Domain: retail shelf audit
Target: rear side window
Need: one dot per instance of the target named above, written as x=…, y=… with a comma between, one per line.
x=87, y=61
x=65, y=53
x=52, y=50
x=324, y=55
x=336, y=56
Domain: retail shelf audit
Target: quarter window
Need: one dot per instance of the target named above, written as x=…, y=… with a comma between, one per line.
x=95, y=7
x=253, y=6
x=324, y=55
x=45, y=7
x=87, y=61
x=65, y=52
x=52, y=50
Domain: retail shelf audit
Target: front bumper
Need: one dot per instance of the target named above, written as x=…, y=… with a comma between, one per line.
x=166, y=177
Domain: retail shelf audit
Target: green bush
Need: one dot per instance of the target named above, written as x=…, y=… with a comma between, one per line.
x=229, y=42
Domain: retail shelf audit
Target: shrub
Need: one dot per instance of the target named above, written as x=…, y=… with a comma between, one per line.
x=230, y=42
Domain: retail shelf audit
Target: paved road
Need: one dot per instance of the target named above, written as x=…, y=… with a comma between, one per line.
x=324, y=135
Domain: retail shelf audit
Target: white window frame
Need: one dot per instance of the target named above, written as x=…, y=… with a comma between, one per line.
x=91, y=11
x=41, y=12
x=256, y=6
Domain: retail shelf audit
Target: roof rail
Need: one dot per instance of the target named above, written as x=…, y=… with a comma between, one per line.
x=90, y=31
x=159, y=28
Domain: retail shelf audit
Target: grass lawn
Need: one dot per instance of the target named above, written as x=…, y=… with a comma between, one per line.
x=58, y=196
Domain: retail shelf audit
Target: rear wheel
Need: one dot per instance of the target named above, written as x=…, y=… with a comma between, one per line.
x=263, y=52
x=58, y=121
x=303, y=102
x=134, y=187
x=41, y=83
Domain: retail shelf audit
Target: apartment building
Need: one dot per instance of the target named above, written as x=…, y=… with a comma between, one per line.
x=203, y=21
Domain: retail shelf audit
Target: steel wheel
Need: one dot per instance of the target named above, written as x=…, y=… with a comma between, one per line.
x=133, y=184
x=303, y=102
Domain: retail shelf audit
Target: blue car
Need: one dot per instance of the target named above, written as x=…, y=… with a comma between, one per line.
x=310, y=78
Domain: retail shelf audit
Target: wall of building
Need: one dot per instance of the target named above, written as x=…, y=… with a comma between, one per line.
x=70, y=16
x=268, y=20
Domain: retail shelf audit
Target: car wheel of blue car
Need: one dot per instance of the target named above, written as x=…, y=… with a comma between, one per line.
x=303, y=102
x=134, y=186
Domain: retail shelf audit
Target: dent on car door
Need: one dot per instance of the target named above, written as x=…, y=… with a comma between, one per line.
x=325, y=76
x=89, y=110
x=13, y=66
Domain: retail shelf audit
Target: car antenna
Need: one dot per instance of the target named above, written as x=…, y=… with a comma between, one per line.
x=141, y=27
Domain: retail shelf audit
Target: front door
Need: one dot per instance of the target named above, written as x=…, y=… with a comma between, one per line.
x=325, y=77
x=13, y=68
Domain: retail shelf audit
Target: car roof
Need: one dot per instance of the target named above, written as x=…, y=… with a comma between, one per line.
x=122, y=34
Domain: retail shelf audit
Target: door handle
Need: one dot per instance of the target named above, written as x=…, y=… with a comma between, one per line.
......
## TASK GOAL
What the answer needs is every line from the data above with "door" in it.

## TASK RESULT
Target: dent on car door
Target: front door
Target: door handle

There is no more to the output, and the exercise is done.